Start of Task input
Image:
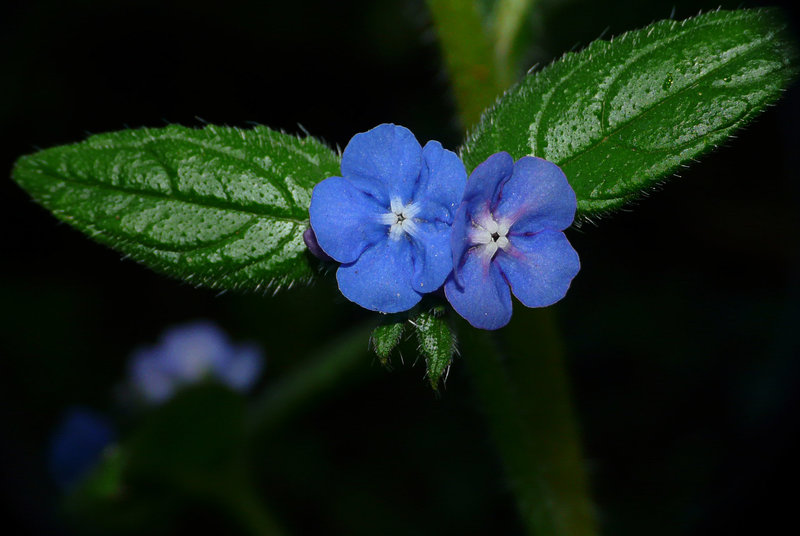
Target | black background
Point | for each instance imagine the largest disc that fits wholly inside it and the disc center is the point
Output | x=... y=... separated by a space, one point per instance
x=681 y=327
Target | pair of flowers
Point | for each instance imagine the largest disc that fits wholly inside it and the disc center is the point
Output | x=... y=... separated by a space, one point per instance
x=403 y=220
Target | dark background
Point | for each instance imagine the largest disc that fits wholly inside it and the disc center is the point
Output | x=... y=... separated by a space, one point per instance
x=681 y=327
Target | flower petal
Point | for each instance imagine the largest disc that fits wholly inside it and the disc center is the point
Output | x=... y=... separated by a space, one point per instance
x=148 y=377
x=459 y=240
x=536 y=197
x=441 y=185
x=380 y=280
x=486 y=180
x=384 y=162
x=433 y=259
x=344 y=219
x=484 y=299
x=244 y=368
x=539 y=268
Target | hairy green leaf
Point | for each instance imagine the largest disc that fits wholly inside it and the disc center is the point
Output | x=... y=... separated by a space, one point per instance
x=386 y=337
x=436 y=343
x=219 y=206
x=622 y=114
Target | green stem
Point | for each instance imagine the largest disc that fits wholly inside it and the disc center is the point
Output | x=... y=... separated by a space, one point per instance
x=328 y=369
x=522 y=384
x=525 y=392
x=468 y=55
x=509 y=17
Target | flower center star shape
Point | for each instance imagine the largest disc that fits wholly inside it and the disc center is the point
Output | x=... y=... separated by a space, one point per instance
x=507 y=237
x=387 y=219
x=401 y=219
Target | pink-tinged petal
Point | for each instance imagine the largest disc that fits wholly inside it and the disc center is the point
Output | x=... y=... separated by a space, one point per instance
x=432 y=257
x=536 y=197
x=484 y=300
x=345 y=219
x=384 y=162
x=380 y=280
x=539 y=267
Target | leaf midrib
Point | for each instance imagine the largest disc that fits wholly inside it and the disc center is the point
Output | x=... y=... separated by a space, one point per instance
x=169 y=198
x=607 y=137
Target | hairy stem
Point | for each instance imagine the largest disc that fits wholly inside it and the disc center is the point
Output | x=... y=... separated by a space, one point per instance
x=468 y=54
x=521 y=382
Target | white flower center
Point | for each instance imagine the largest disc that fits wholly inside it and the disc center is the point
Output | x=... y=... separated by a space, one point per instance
x=400 y=218
x=489 y=235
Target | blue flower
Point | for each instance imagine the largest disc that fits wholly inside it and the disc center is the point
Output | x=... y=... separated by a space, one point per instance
x=190 y=354
x=77 y=445
x=507 y=232
x=387 y=218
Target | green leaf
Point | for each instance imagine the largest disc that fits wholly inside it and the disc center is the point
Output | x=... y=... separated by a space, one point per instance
x=621 y=115
x=221 y=207
x=386 y=337
x=436 y=343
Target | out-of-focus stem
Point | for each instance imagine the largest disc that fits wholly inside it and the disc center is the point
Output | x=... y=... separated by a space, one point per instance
x=468 y=54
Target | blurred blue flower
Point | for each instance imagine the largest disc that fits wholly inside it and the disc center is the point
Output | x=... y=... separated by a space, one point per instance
x=190 y=354
x=507 y=232
x=387 y=218
x=77 y=445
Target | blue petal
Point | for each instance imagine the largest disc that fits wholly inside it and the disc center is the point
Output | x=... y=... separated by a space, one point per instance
x=485 y=181
x=384 y=162
x=345 y=219
x=244 y=368
x=433 y=259
x=441 y=183
x=484 y=300
x=380 y=280
x=539 y=268
x=149 y=378
x=192 y=351
x=459 y=239
x=77 y=445
x=537 y=197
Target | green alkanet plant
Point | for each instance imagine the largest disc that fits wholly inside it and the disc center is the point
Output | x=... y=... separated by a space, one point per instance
x=255 y=210
x=227 y=208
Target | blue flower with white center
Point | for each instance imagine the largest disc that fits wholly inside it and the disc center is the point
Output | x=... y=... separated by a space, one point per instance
x=78 y=444
x=507 y=233
x=387 y=218
x=190 y=354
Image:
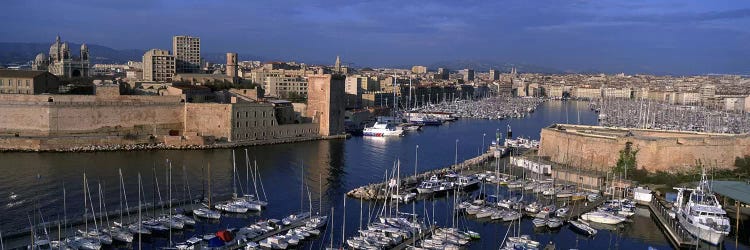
End of Task input
## Aim of the task
Substitute "entirely" for every occurrence of "wholly" in the lines above, changing nothing else. Leave the pictures out of your answer.

## Complete answer
Image:
Target | black background
Point | for each instance imagine the largest disc that fits entirely inside it and the disc center is the point
Output | x=... y=... separated by a space, one point per instance
x=681 y=327
Target | pair of flowers
Point | for each instance imagine the largest disc that fits entirely inside it and the disc center is the point
Output | x=... y=... separated by a space, one point per instance
x=403 y=220
Target | dark background
Point | for each instance imagine the largest disc that fits entirely inside it and the disc center is the point
Output | x=... y=... separated by a space, one point per instance
x=681 y=327
Target | flower petal
Point | for each instance imagine the largest disc that fits entirely inside it and the disc center is the point
Output | x=... y=... separated by a space, one point per instance
x=148 y=377
x=459 y=240
x=536 y=197
x=441 y=185
x=380 y=280
x=486 y=180
x=384 y=162
x=433 y=259
x=344 y=219
x=484 y=299
x=244 y=368
x=539 y=268
Target | hairy green leaf
Point | for each instance imagine the largest disc that fits entirely inside it and the disc center is the point
Output | x=... y=... separated by a space, one point per instance
x=386 y=337
x=436 y=343
x=219 y=206
x=622 y=114
Target | green stem
Point | for each instance imagine the largest disc that fits entirely inside it and the disc center is the point
Output | x=... y=... separated by a space, one point per instance
x=328 y=369
x=522 y=384
x=525 y=392
x=468 y=55
x=509 y=17
Target | flower center star shape
Point | for each instance imagine the largest disc that fits entirely inside it and the disc center is the point
Output | x=... y=... separated by a space, one point per instance
x=507 y=237
x=387 y=219
x=401 y=219
Target | pink-tinged petal
Point | for each instance imagine the largest disc that fits entirely inside it and the disc center is the point
Output | x=... y=... separated by a space, one point per instance
x=432 y=257
x=536 y=197
x=484 y=300
x=345 y=219
x=384 y=162
x=380 y=280
x=539 y=267
Target | leaf midrib
Point | for each instance imagine the largest disc that fits entirely inside it and the disc center is the point
Output | x=... y=... separated by a space, one point per instance
x=169 y=198
x=607 y=137
Target | hairy stem
Point | for each instance imagine the largest disc that fits entirely inside it and the disc center is the point
Output | x=... y=... separated by a space, one point per instance
x=468 y=54
x=521 y=382
Target | white flower center
Point | for each instance imagine the largest disc that fits entirely inside it and the disc center is the point
Output | x=... y=... separated by a space, one point per instance
x=400 y=218
x=489 y=235
Target | blue flower
Point | for each instance imagine the largest disc that fits entirely inside it and the disc center is the point
Output | x=... y=... separated by a space, one point per instance
x=190 y=354
x=77 y=445
x=507 y=232
x=387 y=218
Target | green leaf
Point | for each instance imagine the largest disc that fits entirely inside it and the disc center is the point
Output | x=... y=... separated by a space, one point per instance
x=621 y=115
x=221 y=207
x=386 y=337
x=436 y=343
Target | out-of-focus stem
Point | for each instance imagine the largest disc that fits entirely inside it and the disc center is the point
Output | x=... y=... separated by a space, one point per instance
x=468 y=54
Target | blurred blue flower
Point | for each instance imagine the largest disc that fits entirely inside it and the disc center is the point
Output | x=... y=... separated by a space, one point per instance
x=190 y=354
x=507 y=232
x=387 y=218
x=77 y=445
Target | blue petal
Point | for each instance imagine the largest disc that fits entirely inside it and the disc center is the point
Output | x=... y=... separated by a space, one point per instance
x=485 y=181
x=384 y=162
x=345 y=219
x=244 y=368
x=433 y=259
x=441 y=183
x=484 y=300
x=380 y=280
x=539 y=268
x=149 y=378
x=192 y=351
x=459 y=239
x=77 y=445
x=537 y=197
Target | green alkanet plant
Point | for each instance imagine the largest disc that fits entirely inside it and the disc center is the point
Output | x=... y=... separated by a space, one point per instance
x=255 y=210
x=227 y=208
Target | blue flower with white center
Point | for each instance imagine the largest disc that fits entirely inside it and the disc center is the point
Output | x=... y=... separated by a space, one point per instance
x=78 y=444
x=507 y=233
x=387 y=218
x=190 y=354
Image:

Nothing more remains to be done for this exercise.